Set exercise A
In the post-wildfire hydrology text, condense the paragraph beginning "In this study, we explore" into a short bulleted list that keeps its main facts.
Set exercise B
Carry the post-wildfire hydrology text forward from its final sentence.
** start of Excerpted text **
The San Gabriel Mountains, located in Los Angeles and San Bernardino Counties of southern California, USA, is an important locality for understanding post-wildfire hydrology and its effects on natural hazards and water resources³¹. Fire has long played a critical role in southern California and the San Gabriel Mountains and has modified the landscape through its effect on sediment mobility and vegetation^32,33. Indigenous peoples of southern California used fire as a resource management technique for myriad reasons, including to increase food and material supplies and promote the growth of new vegetation³⁴. During this time fires are thought to have been limited by fuel load or environmental conditions rather than suppression³⁵. Currently, however, fires in the American West and elsewhere around the world are suppressed using modern equipment and techniques, leading to greater fuel loads that increase the size and intensity of fires³⁵. In the San Gabriel Mountains, post-wildfire debris flows and shallow landslides represent a substantial hazard to the surrounding urban communities, while severe droughts over the past two decades highlight the importance of understanding water resource availability in this region. Numerous studies in this area have indicated post-fire streamflow variability^24,36,37,38, and documented long-term wildfire effects including debris flows and shallow landsliding^39,40,41. This is a region where increased streamflow post-fire is frequently attributed to reduced infiltration^40,41, but some work has also connected increased streamflow responses to increased groundwater storage³⁶.

In this study, we explore post-fire hydrological dynamics in the bedrock landscapes of the San Gabriel Mountains. We characterize how subsurface water storage changes post-fire, and how these changes affect streamflow and its sources⁴² using a unique combination of time-lapse electrical resistivity imaging (ERI) and water stable isotope (δ²H, δ¹⁸O) data from storm events over two water years. Combining these methods allows us to investigate the connections between increased overland flow and increased groundwater storage. Our study is based on paired catchments, following a long-established and widely adopted approach in hydrology (e.g., Bates, 1921⁴³; Bosch and Hewlett, 1982⁴⁴). We focus on adjacent burned (Louise, ~0.07 km²; Thelma, ~0.06 km²) and mostly unburned (Henry; ~0.10 km²) catchments in the San Gabriel Mountains, following the September-December 2020 Bobcat Fire (Fig. 1). These study catchments were selected because they have broadly similar lithology, aspect, and slope steepness, while contrasting in burn intensity (Fig. 1; Fig. S1; Table S1). We find that both surface runoff and subsurface water storage are greater in the burned catchments than the unburned catchment within the two water years following the Bobcat Fire, and we posit that increased post-fire streamflow is a result of dynamic connections between subsurface and surface water. Our findings add to the conceptual understanding of the hydrologic response to storms in post-fire bedrock catchments and have implications for the timescale of vegetation recovery, water resource availability, and natural hazards such as debris flows and flooding.
** end of Excerpted text **
** start of Extracted entries **
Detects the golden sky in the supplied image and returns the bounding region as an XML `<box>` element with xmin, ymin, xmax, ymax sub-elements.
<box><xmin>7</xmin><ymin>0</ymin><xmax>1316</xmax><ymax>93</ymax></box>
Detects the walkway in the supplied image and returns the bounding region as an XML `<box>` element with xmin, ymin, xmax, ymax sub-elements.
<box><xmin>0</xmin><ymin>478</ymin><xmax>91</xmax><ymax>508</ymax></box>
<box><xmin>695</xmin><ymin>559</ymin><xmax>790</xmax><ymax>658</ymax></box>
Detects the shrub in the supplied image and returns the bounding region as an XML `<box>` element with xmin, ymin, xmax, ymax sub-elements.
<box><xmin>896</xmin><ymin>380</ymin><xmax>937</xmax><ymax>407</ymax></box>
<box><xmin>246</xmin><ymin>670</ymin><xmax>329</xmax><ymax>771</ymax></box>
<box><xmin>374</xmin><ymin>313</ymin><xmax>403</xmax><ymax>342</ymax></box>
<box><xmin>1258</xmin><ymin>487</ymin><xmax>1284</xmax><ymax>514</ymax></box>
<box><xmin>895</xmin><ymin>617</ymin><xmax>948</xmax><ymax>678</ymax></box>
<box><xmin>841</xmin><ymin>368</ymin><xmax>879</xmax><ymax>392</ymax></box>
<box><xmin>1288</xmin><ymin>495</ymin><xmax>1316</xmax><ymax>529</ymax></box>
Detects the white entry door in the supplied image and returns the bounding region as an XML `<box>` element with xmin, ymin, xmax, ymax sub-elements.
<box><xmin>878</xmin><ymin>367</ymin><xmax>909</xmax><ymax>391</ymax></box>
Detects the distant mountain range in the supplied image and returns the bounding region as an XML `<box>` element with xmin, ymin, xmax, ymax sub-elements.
** end of Extracted entries **
Written answer A
- The study examines post-fire hydrological dynamics in the bedrock landscapes of the San Gabriel Mountains.
- It characterizes how subsurface water storage changes after fire and how those changes affect streamflow and its sources.
- Methods: time-lapse electrical resistivity imaging (ERI) combined with water stable isotope (δ²H, δ¹⁸O) data from storm events over two water years.
- The design uses paired catchments, a long-established approach in hydrology.
- It compares burned catchments (Louise, ~0.07 km²; Thelma, ~0.06 km²) with a mostly unburned one (Henry, ~0.10 km²) after the September–December 2020 Bobcat Fire.
- The catchments share broadly similar lithology, aspect, and slope steepness but differ in burn intensity.
- Finding: surface runoff and subsurface water storage were both greater in the burned catchments during the two water years after the fire. The authors attribute the increased streamflow to dynamic connections between subsurface and surface water.
- The results bear on vegetation recovery timescales, water resource availability, and hazards such as debris flows and flooding.

Written answer B
Fig. 1: Map and imagery overview of the study area.

a Map of the 2020 Bobcat Fire in the San Gabriel Mountains with soil burn severity (USDA Forest Service, 2020), showing the location of the study catchments. b Oblique photo looking south at burned and unburned catchments (photo courtesy of A.J. West). c Soil burn severity map of the study catchments. d Pre-fire imagery annotated with locations of study catchments, rain gauges, and geophysical surveys. Pre-fire imagery was obtained by Pléiades ©CNES (2020), Distribution AIRBUSDS, sourced via SkyWatch Space Applications Inc. Lidar is from the USGS 3D Elevation Program (3DEP).

Results

Precipitation data, streamflow, and hydraulic conductivity

Nine storm events occurred during our study period from December 2020 to March 2022, with maximum rainfall intensities ranging from 7 to 20 mm/hr. Water year 1 (WY1) (October 2020-September 2021) was drier, recording ~18 cm cumulative precipitation, whereas WY2 (October 2021-September 2022) recorded ~40 cm, the majority during three major events in December 2021 (Fig. 2b). Average annual precipitation from 1990-2020 in this location was ~70 cm⁴⁵, with notable seasonal cyclicity, although this changed periodically based on El Niño/La Niña cycles.

Fig. 2: Precipitation and streamflow data collected over the study period.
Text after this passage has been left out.